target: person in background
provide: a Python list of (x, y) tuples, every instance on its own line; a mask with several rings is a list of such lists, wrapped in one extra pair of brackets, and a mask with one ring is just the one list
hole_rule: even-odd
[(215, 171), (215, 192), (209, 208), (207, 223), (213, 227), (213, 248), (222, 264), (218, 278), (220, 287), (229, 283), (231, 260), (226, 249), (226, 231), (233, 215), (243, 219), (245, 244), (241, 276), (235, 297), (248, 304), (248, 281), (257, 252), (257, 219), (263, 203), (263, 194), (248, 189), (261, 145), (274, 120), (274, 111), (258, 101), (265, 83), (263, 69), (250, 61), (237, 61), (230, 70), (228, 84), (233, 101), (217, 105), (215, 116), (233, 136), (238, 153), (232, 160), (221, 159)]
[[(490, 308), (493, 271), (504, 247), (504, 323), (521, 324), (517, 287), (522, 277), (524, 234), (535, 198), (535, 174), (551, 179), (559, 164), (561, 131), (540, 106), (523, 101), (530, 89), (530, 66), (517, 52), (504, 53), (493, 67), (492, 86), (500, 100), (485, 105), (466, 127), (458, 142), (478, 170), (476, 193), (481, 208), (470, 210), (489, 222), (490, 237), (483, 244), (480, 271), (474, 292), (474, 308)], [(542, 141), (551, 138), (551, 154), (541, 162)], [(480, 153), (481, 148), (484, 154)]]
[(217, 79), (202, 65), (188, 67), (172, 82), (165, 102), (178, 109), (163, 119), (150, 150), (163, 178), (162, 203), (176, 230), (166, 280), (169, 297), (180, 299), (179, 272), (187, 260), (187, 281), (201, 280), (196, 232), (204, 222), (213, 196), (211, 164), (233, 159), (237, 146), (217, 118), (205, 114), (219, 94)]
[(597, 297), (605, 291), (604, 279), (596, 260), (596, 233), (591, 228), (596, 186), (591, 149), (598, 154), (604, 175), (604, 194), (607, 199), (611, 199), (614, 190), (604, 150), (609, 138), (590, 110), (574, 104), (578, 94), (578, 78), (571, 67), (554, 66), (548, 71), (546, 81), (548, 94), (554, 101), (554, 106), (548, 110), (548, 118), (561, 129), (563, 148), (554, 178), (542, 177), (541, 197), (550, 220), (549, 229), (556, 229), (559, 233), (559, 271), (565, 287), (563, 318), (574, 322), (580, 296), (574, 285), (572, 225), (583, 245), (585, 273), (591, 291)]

········

PROBLEM DETAILS: Replace "background" with "foreground" and give the lines above again, with nothing else changed.

COMPLETED EXERCISE:
target: person in foreground
provide: a Python list of (x, y) tuples, every instance on its own line; a mask with several rings is a list of such lists, wrapped in one extra pair of brackets, and a mask with one ring is just the one list
hole_rule: even-odd
[(215, 171), (215, 192), (209, 208), (207, 223), (213, 227), (213, 248), (222, 264), (218, 278), (220, 287), (229, 283), (231, 260), (226, 249), (226, 231), (233, 215), (243, 219), (245, 244), (241, 276), (235, 297), (248, 304), (248, 281), (257, 252), (257, 219), (263, 203), (263, 194), (248, 189), (261, 145), (274, 120), (274, 111), (258, 101), (265, 83), (263, 69), (250, 61), (237, 61), (230, 70), (228, 84), (233, 101), (217, 105), (215, 116), (233, 136), (238, 153), (232, 160), (221, 159)]
[[(490, 308), (493, 271), (504, 247), (504, 323), (521, 324), (517, 287), (522, 277), (524, 234), (535, 198), (535, 174), (551, 179), (559, 164), (561, 131), (540, 106), (523, 101), (530, 89), (530, 66), (517, 52), (504, 53), (493, 67), (492, 86), (500, 100), (485, 105), (466, 127), (458, 142), (478, 170), (476, 193), (481, 208), (470, 210), (489, 222), (490, 237), (483, 244), (480, 271), (474, 292), (474, 308)], [(542, 141), (551, 138), (551, 154), (541, 162)], [(480, 153), (481, 148), (484, 154)]]
[(217, 79), (202, 65), (188, 67), (172, 82), (165, 102), (178, 109), (163, 119), (150, 150), (163, 178), (162, 203), (176, 230), (166, 280), (169, 297), (180, 299), (179, 272), (187, 260), (187, 281), (201, 280), (196, 232), (204, 222), (213, 196), (211, 164), (233, 159), (237, 146), (217, 118), (205, 114), (219, 94)]
[(597, 297), (605, 291), (604, 279), (596, 260), (596, 233), (591, 228), (596, 186), (591, 149), (598, 154), (604, 175), (604, 194), (607, 199), (611, 199), (614, 190), (604, 150), (609, 138), (590, 110), (574, 104), (578, 94), (578, 78), (571, 67), (554, 66), (548, 71), (546, 81), (548, 94), (554, 101), (554, 106), (548, 110), (548, 118), (561, 129), (563, 148), (554, 178), (542, 177), (541, 197), (550, 220), (549, 229), (556, 229), (559, 233), (559, 271), (565, 287), (563, 318), (574, 322), (580, 296), (574, 285), (572, 225), (583, 245), (585, 273), (591, 291)]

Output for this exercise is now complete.